→ **Supplied passage**
Because we are late to the party ( i for medical reasons causing me to go broke and taking a set back; my OH for finacial mismanagement, until we got together and I took over), we will have to try to make interest only withdrawals for as long as possible, and even leave some interest reinvested if at all possible.
That way we can preserve as much capital as possible.

We've never had a pension, so that is out.

Even 401ks at workplaces have also gotten really cheap. Sometimes to where you are basically paying them to keep your money. Thats IF you qualify. Like 3 cents on the dollar of the first 1% of your saved amount. Its like why even bother. My OH had one of those for a year. My OH stopped it cause there was little movement, and some months ran negative, making gains even harder. It was like having your savings earn 1/4% in a brick and mortar bank , versus 2.49% at an online bank. So that is out.

So our meager investing and savings will have to be as preserved as possible.

→ **Record set**
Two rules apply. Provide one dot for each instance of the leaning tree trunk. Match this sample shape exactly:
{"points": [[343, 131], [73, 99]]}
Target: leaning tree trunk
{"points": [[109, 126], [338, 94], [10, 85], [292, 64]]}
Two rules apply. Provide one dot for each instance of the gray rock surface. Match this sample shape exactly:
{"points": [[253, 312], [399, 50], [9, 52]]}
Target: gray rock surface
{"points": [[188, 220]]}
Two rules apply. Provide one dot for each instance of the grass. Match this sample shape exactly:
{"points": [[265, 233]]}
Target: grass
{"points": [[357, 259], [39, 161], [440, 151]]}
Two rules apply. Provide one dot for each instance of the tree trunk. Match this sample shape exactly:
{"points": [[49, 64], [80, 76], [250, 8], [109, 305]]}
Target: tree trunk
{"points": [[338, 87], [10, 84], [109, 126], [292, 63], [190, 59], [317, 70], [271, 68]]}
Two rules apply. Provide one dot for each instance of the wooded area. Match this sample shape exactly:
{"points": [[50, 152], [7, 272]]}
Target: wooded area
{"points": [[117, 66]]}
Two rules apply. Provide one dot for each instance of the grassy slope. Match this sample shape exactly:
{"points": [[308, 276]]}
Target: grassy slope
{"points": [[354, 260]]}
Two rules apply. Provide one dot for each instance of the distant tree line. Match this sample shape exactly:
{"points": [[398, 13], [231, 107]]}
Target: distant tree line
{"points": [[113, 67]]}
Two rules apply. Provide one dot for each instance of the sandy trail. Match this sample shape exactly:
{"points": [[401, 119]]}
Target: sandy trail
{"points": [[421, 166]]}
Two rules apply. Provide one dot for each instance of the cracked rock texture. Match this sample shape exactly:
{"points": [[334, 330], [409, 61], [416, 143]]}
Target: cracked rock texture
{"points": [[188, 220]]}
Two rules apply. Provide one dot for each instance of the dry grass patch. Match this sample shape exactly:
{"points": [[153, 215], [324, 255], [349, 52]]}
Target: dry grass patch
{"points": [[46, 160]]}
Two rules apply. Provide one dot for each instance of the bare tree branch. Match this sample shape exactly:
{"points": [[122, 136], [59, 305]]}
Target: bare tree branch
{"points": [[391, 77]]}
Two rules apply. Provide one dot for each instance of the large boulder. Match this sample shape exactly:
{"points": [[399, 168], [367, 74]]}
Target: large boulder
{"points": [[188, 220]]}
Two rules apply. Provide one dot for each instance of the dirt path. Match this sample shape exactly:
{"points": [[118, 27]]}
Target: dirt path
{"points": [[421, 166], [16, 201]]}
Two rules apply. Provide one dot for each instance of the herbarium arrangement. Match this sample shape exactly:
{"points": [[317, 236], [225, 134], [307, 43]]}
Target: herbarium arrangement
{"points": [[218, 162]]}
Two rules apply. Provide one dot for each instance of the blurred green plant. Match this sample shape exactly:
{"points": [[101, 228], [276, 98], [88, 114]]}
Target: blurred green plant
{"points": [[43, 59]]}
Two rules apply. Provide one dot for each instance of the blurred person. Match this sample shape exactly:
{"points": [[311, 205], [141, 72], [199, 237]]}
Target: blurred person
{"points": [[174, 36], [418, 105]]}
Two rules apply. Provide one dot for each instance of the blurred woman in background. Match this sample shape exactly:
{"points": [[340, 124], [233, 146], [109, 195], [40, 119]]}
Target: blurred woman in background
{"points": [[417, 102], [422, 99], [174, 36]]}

→ **Required work**
**1.** Retype part of the retirement savings post word for word, starting at the words "We've never had" and ending after the words "preserved as possible.".
**2.** For each statement, say whether the retirement savings post agrees with it. Answer yes or no, and quote the deciding words from the post.
(a) The writer and the writer's OH have had a pension.
(b) The OH stopped the workplace 401k partly because some months ran negative.
(c) The couple plans to try to make interest only withdrawals.
**3.** In the retirement savings post, how long did the writer's OH have the workplace 401k?

→ **Replies**
**1.**
We've never had a pension, so that is out.

Even 401ks at workplaces have also gotten really cheap. Sometimes to where you are basically paying them to keep your money. Thats IF you qualify. Like 3 cents on the dollar of the first 1% of your saved amount. Its like why even bother. My OH had one of those for a year. My OH stopped it cause there was little movement, and some months ran negative, making gains even harder. It was like having your savings earn 1/4% in a brick and mortar bank , versus 2.49% at an online bank. So that is out.

So our meager investing and savings will have to be as preserved as possible.

**2.**
(a) No: "We've never had a pension, so that is out."
(b) Yes: "My OH stopped it cause there was little movement, and some months ran negative"
(c) Yes: "we will have to try to make interest only withdrawals for as long as possible"

**3.** For a year.